*** Block opens ***
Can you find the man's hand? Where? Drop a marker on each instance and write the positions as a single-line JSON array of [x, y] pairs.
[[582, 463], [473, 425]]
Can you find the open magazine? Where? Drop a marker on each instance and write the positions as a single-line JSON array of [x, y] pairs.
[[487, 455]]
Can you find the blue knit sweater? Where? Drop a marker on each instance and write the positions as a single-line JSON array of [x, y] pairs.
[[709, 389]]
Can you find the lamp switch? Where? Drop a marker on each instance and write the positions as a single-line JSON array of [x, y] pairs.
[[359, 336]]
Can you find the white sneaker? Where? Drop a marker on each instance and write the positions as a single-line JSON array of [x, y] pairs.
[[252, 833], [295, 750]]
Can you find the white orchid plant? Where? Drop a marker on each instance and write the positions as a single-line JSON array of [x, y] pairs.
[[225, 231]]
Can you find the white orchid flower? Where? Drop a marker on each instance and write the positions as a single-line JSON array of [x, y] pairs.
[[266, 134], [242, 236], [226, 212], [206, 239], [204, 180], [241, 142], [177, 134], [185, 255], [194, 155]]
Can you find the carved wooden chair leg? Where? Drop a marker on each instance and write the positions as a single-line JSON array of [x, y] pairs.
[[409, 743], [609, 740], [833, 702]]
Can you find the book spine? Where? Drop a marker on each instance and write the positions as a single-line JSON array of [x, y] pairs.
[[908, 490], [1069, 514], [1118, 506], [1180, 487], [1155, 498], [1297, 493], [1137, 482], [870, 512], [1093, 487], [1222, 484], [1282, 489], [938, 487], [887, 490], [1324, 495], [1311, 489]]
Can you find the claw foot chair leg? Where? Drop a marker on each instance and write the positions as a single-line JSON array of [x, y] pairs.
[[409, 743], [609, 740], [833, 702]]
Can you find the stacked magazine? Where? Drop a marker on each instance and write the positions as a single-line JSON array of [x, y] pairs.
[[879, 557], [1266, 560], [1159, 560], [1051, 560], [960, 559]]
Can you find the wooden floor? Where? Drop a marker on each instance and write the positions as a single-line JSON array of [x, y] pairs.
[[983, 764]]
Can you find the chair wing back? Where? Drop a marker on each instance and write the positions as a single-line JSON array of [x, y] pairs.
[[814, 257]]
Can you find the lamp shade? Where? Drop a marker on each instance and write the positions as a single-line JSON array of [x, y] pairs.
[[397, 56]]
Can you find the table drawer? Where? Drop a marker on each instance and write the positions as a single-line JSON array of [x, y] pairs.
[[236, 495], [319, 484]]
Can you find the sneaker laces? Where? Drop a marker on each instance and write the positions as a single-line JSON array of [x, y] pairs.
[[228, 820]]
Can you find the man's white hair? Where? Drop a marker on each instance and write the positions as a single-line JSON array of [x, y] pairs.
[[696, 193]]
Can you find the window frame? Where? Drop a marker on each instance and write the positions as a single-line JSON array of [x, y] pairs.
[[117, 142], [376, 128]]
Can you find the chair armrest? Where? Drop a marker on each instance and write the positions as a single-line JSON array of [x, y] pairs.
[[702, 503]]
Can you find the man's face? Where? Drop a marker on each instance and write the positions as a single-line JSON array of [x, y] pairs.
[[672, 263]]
*** Block closes ***
Reproduce the material above in full, exactly.

Can you find the man's hand? Where? Drop a marker on each instance and write the positions as a single-line JSON array of [x, y] pairs.
[[582, 463], [473, 425]]
Can you find the open magazine? Where? Drop a marker on each instance and write the positions as a single-line JSON array of [x, y] pairs.
[[487, 455]]
Can you find the blue knit sweater? Where? Drop a marker on each instance and write the positions as a single-line JSON array of [x, y] pairs.
[[709, 389]]
Can you find the lamp switch? Where? Drop a marker on each instance and write the positions as a single-line JSON array of [x, y] pairs.
[[359, 336]]
Can you find the white sneaker? Where? Drop a marker on each instance and write the positions as a single-line JSON array of [x, y] pairs.
[[252, 833], [295, 750]]
Can you find the white orchid plant? Where? Drop a marker on each instance and write the positions as a single-line JSON array of [x, y] pairs.
[[225, 231]]
Can you find the white orchid flower? Where? Drop a marker on each instance and write the positions as a single-line JSON array of [x, y] pairs.
[[266, 134], [242, 236], [226, 212], [206, 239], [204, 180], [241, 142], [177, 134], [185, 255], [194, 155]]
Can you find the carved wooden chair leg? Where? Drop a marker on each instance and write the positions as a single-line JSON array of [x, y] pairs.
[[409, 743], [609, 740], [833, 702]]
Can you find the book spine? Where? Drop a marker on each instance and write the positions as a single-line JSON array of [x, y] pairs.
[[908, 490], [1069, 514], [1118, 506], [1180, 487], [1155, 498], [1297, 493], [1137, 482], [870, 512], [1093, 487], [1222, 484], [1282, 489], [938, 487], [887, 490], [1324, 495], [1311, 489]]
Can you find the claw foot chair leg? Where? Drop a marker on each instance and write the positions as a single-line JSON array of [x, y] pairs.
[[409, 743], [609, 740], [833, 702]]
Can you find the stacked magazine? Where? Drop a marker on each instance and write the positions as a single-line JSON array of [x, y] pairs.
[[879, 557], [1266, 560], [1159, 560], [1051, 560], [960, 559]]
Can you find the wooden floor? Where? Drop a marker on each instance and write the positions as a single-line JSON array of [x, y] pairs.
[[983, 764]]
Can you find the chair wing back? Where? Drop a marker on each instance and write the positions as a single-line JSON array of [x, y] pairs.
[[814, 257]]
Can you find the lamp shade? Where? Drop a marker on each instance and write the positions as a single-line JSON array of [x, y] pairs.
[[397, 56]]
Can you find the table drawer? Where? Drop a marker on each instance and write the positions as a single-line JSON array of [x, y] pairs.
[[236, 495], [319, 484]]
Can you find the sneaker laces? Where? Drop a marker on each instance and write the positions as a single-line JSON array of [x, y] pairs.
[[228, 820]]
Can you find the man's white hair? Where? Drop a marker on each instance and write the positions as a single-line JSON array of [x, y] pairs.
[[696, 193]]
Can you find the window frame? Where? Drop a marker on each instance and write the positions as a single-line JSON array of [x, y] pairs.
[[117, 142], [376, 128]]
Can you find the chair armrest? Where? Drop a marker on each instance and write the positions as a single-line JSON array of [x, y] pairs.
[[702, 503]]
Can you find the man's face? Where? Drop a marker on each instance and write the positions as a single-line JSON array of [x, y] pairs.
[[672, 263]]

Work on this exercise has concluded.